本文:
+++++

大正になって、幹線交通路が鉄道に移った時も、東上鉄道誘致に成功したのは福岡村[22395](上福岡駅[39241])。
取り残された大井村は、1950年代から新駅の設置運動をしていましたが[22008]、1993年に開業した新駅・ふじみ野の所在地は富士見市。

大井町はこれではならじと、「ふじみ野」を先ず住居表示に取り込み[18983]、次いで上福岡と合併した新市の名称にしてしまいました[36793]
この乗っ取り劇、落書き帳の読者ならご存知の通りです。
[55542] 2006年 12月 15日(金)15:17:30【1】アルバトロス さん
RE:川越街道の大井宿
[55530] hmt さん
ようこそ アルバトロス さん。197人目の登録メンバーですね。
残念! もう少し待てば200人目になったかもしれませんね。「新宿角筈」で目に留まったのは、勤務先が新宿界隈だったから。アーカイブズ新宿・角筈散歩などこれから読んでみようとおもいます。ご助言ありがとうございます。

35年前頃というと、[55438]で書いた 旧大井村役場庁舎 が大井町役場として使われていた時代の末期で、現実に訪問されたことがあるのかもしれませんね。
村から町に変わった頃に居住していましたので、何回か、訪問しています。町制記念で、硯箱を貰いました。まだ、家にあります。役場が移転し、その後に警察署になったのは、知ってましたが、国登録有形文化財になったのは知りませんでした。最近のことですから、無理もありません、合併に興味があっても。

+++++

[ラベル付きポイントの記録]
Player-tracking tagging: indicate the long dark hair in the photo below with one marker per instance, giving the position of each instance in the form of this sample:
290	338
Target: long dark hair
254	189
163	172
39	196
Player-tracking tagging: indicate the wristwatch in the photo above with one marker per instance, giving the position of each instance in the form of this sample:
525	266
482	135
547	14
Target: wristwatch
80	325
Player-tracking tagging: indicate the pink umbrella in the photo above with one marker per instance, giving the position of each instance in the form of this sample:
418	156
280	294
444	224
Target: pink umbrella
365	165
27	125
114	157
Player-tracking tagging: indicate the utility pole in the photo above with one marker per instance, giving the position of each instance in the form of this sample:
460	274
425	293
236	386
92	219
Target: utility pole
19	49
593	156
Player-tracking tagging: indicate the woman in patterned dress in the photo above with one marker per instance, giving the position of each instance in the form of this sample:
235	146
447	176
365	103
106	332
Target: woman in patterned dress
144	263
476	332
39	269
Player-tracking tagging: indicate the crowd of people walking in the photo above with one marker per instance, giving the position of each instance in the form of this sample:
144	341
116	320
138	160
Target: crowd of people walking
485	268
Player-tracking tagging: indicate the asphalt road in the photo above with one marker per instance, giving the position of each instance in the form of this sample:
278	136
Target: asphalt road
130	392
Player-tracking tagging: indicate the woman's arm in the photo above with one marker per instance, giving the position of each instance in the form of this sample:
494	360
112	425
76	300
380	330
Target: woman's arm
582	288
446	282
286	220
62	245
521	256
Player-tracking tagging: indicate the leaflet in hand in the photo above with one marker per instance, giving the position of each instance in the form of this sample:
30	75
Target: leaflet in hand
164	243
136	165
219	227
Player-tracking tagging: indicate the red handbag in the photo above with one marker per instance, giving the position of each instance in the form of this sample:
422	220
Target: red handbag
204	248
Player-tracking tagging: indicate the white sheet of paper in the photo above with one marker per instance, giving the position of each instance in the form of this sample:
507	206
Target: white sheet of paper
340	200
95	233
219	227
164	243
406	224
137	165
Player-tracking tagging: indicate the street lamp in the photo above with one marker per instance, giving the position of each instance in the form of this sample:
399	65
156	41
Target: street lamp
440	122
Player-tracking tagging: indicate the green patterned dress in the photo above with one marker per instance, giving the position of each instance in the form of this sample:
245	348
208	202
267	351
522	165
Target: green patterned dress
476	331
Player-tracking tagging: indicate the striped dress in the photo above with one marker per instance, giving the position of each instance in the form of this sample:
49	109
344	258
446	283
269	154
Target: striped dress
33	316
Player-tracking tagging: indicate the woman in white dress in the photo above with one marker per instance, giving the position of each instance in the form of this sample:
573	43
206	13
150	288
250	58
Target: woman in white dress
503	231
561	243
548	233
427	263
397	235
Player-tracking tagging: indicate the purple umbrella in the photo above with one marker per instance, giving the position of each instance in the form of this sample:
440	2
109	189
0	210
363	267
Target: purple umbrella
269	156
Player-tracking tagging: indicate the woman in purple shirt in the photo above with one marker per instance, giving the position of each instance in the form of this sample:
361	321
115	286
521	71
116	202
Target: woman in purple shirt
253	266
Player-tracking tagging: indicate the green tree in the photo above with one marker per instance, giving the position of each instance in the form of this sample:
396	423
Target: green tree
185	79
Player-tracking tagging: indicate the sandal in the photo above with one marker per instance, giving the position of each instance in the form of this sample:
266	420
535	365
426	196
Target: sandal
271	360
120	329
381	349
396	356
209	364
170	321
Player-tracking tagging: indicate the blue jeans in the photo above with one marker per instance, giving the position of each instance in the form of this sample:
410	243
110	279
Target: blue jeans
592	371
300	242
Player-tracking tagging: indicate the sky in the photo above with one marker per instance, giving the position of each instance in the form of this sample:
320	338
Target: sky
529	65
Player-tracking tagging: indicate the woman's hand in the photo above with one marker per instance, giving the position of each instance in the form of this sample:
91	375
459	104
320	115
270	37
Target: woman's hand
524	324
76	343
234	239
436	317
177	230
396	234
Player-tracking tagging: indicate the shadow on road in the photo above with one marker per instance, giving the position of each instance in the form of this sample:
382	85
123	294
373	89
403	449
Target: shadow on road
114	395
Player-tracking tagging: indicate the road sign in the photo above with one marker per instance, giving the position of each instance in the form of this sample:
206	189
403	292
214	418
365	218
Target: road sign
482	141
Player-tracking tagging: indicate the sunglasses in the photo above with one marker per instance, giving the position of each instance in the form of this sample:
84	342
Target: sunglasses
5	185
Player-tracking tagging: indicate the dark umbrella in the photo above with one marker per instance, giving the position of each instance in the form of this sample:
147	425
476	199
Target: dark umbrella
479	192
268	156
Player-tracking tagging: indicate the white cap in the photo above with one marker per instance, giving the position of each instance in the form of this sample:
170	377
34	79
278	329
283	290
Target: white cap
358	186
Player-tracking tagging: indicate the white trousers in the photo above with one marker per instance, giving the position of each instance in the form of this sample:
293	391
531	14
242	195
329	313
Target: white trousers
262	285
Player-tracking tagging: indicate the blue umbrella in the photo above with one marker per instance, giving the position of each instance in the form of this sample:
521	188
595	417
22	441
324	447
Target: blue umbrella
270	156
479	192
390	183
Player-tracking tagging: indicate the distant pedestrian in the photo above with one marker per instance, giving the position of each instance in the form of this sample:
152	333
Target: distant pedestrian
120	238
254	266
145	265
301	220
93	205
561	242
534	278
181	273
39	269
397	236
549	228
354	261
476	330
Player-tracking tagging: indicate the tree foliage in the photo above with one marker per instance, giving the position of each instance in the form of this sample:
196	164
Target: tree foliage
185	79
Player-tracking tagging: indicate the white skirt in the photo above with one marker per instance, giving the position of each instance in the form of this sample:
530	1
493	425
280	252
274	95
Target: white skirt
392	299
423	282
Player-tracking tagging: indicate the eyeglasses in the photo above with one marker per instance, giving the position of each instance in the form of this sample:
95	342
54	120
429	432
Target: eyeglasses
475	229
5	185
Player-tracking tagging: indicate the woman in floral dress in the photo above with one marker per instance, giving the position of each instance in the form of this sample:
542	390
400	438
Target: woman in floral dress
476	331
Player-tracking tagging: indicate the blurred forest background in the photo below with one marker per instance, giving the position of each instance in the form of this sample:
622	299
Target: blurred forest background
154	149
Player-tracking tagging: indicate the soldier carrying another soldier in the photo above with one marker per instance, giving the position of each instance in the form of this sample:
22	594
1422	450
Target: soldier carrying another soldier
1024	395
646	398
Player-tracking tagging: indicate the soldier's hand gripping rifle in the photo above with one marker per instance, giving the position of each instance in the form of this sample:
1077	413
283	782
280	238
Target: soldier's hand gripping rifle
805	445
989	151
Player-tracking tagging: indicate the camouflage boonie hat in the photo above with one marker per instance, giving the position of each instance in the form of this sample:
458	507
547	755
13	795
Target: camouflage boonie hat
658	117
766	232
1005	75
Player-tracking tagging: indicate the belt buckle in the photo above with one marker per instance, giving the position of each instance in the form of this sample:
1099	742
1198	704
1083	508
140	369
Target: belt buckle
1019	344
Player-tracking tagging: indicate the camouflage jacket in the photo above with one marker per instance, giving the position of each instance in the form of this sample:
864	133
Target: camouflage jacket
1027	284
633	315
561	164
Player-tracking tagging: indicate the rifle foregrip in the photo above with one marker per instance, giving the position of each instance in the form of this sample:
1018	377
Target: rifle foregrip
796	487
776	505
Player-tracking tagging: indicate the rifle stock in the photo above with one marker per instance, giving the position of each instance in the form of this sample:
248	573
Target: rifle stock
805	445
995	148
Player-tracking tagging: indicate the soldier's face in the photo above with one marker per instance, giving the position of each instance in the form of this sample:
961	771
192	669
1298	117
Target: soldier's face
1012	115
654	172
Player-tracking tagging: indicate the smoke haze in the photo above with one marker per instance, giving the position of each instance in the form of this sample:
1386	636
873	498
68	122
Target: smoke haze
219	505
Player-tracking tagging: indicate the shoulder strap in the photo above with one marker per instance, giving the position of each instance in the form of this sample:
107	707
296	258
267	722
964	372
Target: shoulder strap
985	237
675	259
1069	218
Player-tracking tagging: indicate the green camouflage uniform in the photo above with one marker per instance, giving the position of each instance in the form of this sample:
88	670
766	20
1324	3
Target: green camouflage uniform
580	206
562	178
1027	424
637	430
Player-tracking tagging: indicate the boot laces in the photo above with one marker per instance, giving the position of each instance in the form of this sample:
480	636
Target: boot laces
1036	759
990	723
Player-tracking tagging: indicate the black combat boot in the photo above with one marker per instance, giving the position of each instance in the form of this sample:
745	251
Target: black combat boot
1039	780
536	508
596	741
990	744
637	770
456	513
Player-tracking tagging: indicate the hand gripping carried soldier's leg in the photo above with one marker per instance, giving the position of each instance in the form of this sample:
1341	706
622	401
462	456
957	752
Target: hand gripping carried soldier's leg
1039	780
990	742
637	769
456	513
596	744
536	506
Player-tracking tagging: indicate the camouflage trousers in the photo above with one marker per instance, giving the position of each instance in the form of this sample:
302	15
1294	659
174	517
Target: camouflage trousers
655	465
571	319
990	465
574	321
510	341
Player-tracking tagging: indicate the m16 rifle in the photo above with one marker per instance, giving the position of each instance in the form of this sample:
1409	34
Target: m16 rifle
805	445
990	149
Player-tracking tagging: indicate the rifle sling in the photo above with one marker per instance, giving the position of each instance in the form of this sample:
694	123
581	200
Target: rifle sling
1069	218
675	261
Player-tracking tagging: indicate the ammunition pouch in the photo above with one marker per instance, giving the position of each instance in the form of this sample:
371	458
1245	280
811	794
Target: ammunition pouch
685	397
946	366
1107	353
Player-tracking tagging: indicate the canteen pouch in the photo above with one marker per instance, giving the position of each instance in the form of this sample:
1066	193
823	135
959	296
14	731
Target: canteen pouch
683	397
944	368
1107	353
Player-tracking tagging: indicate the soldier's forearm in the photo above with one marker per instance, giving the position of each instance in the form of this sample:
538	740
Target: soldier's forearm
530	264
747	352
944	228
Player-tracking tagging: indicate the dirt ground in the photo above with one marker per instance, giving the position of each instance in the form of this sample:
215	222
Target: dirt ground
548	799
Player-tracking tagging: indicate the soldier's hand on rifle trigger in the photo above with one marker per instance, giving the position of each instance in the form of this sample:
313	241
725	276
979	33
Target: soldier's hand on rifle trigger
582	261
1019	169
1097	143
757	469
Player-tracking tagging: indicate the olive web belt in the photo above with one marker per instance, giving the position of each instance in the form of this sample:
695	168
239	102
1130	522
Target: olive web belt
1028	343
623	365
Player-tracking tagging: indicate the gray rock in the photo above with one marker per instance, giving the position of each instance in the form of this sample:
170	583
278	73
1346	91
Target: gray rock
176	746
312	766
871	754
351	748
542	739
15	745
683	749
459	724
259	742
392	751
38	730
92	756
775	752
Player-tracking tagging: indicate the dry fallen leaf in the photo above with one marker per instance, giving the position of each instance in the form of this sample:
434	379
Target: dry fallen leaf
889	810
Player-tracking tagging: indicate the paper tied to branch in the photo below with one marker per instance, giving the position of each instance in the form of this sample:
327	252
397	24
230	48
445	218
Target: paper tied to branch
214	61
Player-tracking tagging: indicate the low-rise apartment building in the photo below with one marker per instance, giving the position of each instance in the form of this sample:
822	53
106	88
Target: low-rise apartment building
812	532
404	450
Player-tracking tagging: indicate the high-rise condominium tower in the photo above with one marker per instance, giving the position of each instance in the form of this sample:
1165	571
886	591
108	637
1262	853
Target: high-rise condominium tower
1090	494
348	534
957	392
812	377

+++++

課題:
大井町をめぐる本文を、最後の文の後から書き進めてください。 これらの行は本文とは別の資料です。

回答:
取り残された大井村は、1950年代から新駅の設置運動をしていましたが[22008]
当時、"苗間駅"が出来る予定地として、杭が打たれた西側の野原を、自動車教習所に行くため歩いたことがあり、ふじみ野駅は、そこに出来たとおもっていました。ずれているのですね。地図を見ると、大変化しているようなので、一度再訪したいと思っているのですが、実現してません。

アルバトロスさんのお好きな戦国時代[51969]
そんなに深く知りませんです(冷や汗)、ただ単に、武田織田豊臣徳川が好きなだけなんです。
でも、おかげで大井町の歴史などを知り、あの頃がなつかしく思い出されてしまいました。hmtさん、ありがとうございました。

記事一部追加、訂正
 
[55628] 2006年 12月 21日(木)20:06:47hmt さん
埼玉県の台地・丘陵
地形コレクションの 「台地」 関連記事[49898] 「埼玉県の台地」の補足です。 「丘陵」 コレクションにも関係します。

最初に、埼玉県地形区分の概略図 (彩の国統計情報館)を示しておきます。詳しい資料は、埼玉の地質地盤環境(pdf) の「文献1」をご覧ください。

先ず、地形コレクションに収録されている台地・丘陵の名は、おおむね この文献1「埼玉県の地形区分」に記された名称と一致しておりますが、この中には、従来から使われてきた名称の他に、1974年度当時に関係地理学者の協議で新たに名付けられた名称も含まれているようです。
例えば、東京都から埼玉県に及ぶ「武蔵野台地」については、“その細分名称はあまり使われていないが、広すぎるので、(埼玉県内の武蔵野台地を)柳瀬川を境に川越台地と野火止台地に分けた。”と記されています。

さて、埼玉県の丘陵。
主要なものは、秩父山地東麓の丘陵群です。北から児玉丘陵、松久丘陵、比企丘陵、岩殿丘陵、毛呂山丘陵、高麗丘陵、加治丘陵。そして多摩川が削った武蔵野台地の中に取り残された狭山丘陵。
加治丘陵は、阿須山丘陵(埼玉県・東京都に収録)とも言われてきたようです。なお、江戸時代の阿須村は、明治22年からの加治村を経て現在は飯能市になっています。
その他に、秩父盆地の中に吉田丘陵(未収録)、尾田蒔丘陵、羊山丘陵があります。長尾根丘陵は尾田蒔丘陵の別名、琴平丘陵は羊山丘陵の別名と思われます。

埼玉県の台地。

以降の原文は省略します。